▸ Texte source:
Manon Zinck… Or celles et ceux qui ont la chance de la croiser au quotidien, on la découvre en apprenant qu’elle est élue « Allemande de l’étranger de l’année 2023 ». Ce titre décerné par l’ONG Internationale Medienhilfe vient récompenser un engagement culturel fort. Alsacienne, de Gundershoffen, Manon Zinck nous en dit plus.

En effet, IMH récompense chaque année les femmes s’engageant pour la germanophonie à l’étranger, dont l’alsacien fait partie. Il y avait trois autres finalistes, une Américaine, une Ukrainienne et une Canadienne qui étaient respectivement autrice, directrice d’une chorale et animatrice radio en allemand. Le public a pu voter par mail et j’ai été élue avec 38% des voix. C’était un grand honneur et une reconnaissance de mon travail, également Outre-Rhin.
Made in Alsace : On découvre aussi que vous avez fait de l’alsacien et de sa transmission, et votre passion et votre entreprise …
Manon Zinck : Oui, au départ l’alsacien faisait partie de mon quotidien puisqu’on le parlais avec mes parents à la maison et c’était aussi un loisir car je faisais du théâtre alsacien et j’écrivais des sketchs et des pièces. J’essayais aussi de mettre un peu d’alsacien au sein de ma classe quand j’étais enseignante en classe bilingue. C’est vrai que j’ai beaucoup de chance de pouvoir aujourd’hui vivre de cette passion alsacienne.
Comment tout cela a démarré ?
Manon Zinck : En 2017, à l’école dans ma classe justement ! J’étais enseignante à Betschdorf, le village des potiers. Je cherchais une mascotte locale pour mes élèves. Alors j’ai poussé la porte de la poterie Schmitter-Fortuné et je suis repartie avec un petit moutardier, orné d’une cigogne. Avec les élèves, nous l’avons baptisé « Hafele » (petit pot mignon en alsacien). Il avait perdu son couvercle et nous avons travaillé par pédagogie de projet et articulé tous les apprentissages autour de ce personnage et de sa quête du couvercle perdu. Storichele (la petite cigogne) nous a rejoint et a transporté Hafele à travers l’Alsace et au-delà. A la fin de l’année, nous avons fait un rallye dans le village et visité la poterie où j’avais acheté Hafele. Le potier lui a alors gentiment donné un nouveau « Deckele », un nouveau couvercle.
Pouvez-vous nous parler de ce parcours, de vos rencontres, des personnes qui ont fait ce que vous êtes ?

▸ Entrées extraites:
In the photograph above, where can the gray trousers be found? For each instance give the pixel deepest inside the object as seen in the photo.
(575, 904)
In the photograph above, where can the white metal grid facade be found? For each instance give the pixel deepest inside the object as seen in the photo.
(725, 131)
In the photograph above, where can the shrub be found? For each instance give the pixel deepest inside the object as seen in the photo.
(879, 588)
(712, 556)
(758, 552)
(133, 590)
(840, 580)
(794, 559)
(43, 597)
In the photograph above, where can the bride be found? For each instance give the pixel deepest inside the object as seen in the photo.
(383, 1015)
--
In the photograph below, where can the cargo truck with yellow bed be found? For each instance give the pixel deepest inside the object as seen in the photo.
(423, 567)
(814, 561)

▸ Travail demandé:
1 > Recopiez fidèlement le passage de l'entretien avec Manon Zinck qui va de « Manon Zinck… Or » à « travail, également Outre-Rhin. ».
2 > Répondez brièvement à ces questions sur l'entretien avec Manon Zinck.
(a) Avec quel pourcentage des voix a-t-elle été élue ?
(b) Dans quel village enseignait-elle en 2017 ?
(c) Quel nom les élèves ont-ils donné au moutardier ?

▸ Corrigé:
1 >
Manon Zinck… Or celles et ceux qui ont la chance de la croiser au quotidien, on la découvre en apprenant qu’elle est élue « Allemande de l’étranger de l’année 2023 ». Ce titre décerné par l’ONG Internationale Medienhilfe vient récompenser un engagement culturel fort. Alsacienne, de Gundershoffen, Manon Zinck nous en dit plus.

En effet, IMH récompense chaque année les femmes s’engageant pour la germanophonie à l’étranger, dont l’alsacien fait partie. Il y avait trois autres finalistes, une Américaine, une Ukrainienne et une Canadienne qui étaient respectivement autrice, directrice d’une chorale et animatrice radio en allemand. Le public a pu voter par mail et j’ai été élue avec 38% des voix. C’était un grand honneur et une reconnaissance de mon travail, également Outre-Rhin.

2 >
(a) 38 %
(b) Betschdorf
(c) « Hafele »